§ **EXERCISE DETAILS**: Please tally how many lines in the entries below include the word "chrome", giving only the number.

§ **GIVEN DATA**:
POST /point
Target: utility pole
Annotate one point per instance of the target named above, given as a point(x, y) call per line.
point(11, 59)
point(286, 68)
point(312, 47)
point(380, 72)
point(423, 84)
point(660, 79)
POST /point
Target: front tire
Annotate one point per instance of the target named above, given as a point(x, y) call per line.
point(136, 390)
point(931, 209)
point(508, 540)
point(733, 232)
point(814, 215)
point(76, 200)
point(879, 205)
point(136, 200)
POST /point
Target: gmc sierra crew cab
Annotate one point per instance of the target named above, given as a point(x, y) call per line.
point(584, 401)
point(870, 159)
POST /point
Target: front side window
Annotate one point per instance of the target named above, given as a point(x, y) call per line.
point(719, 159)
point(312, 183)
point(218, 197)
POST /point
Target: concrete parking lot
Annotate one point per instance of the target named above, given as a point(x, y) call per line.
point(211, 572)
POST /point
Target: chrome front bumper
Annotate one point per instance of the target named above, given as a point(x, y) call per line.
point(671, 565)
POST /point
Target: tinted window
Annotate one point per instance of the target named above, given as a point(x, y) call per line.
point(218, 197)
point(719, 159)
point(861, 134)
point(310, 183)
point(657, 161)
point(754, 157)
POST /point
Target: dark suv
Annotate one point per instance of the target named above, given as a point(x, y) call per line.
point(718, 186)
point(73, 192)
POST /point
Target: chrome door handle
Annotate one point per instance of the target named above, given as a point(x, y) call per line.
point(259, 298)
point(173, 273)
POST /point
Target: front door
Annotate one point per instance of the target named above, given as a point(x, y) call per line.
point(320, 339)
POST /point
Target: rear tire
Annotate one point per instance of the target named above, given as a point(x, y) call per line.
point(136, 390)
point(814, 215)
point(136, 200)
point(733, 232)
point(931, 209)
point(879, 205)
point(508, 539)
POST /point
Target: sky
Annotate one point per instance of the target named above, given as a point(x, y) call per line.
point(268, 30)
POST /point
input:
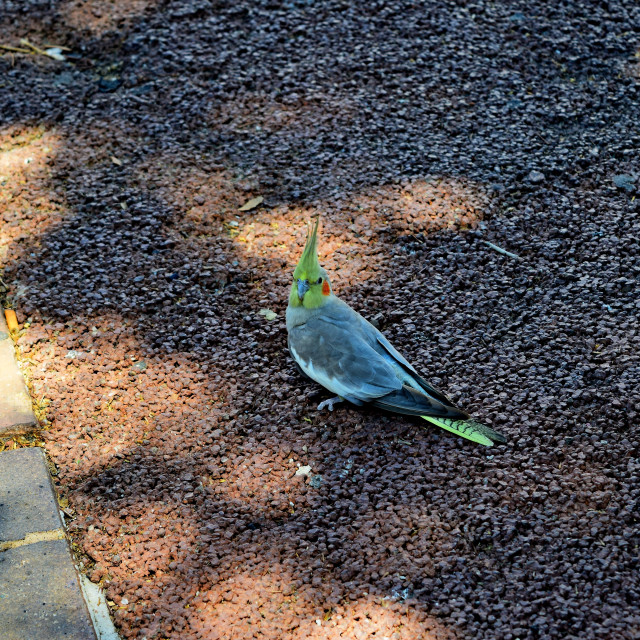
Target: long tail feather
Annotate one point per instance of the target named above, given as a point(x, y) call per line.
point(469, 429)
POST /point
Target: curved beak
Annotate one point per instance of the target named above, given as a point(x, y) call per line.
point(303, 287)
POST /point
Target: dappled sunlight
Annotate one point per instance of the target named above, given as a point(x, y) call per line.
point(99, 16)
point(264, 604)
point(416, 207)
point(105, 402)
point(26, 194)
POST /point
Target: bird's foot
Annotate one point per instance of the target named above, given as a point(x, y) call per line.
point(328, 404)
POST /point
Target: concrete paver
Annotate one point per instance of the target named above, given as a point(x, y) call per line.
point(27, 499)
point(40, 596)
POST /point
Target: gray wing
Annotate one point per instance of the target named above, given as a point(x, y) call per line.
point(336, 356)
point(337, 351)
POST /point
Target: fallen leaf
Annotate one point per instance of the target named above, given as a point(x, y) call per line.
point(252, 204)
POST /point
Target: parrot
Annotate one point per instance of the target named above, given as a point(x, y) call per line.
point(336, 347)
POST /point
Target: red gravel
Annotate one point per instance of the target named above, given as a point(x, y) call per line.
point(175, 417)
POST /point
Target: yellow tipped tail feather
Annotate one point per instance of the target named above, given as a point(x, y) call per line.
point(469, 429)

§ **EXERCISE ANSWER**: 2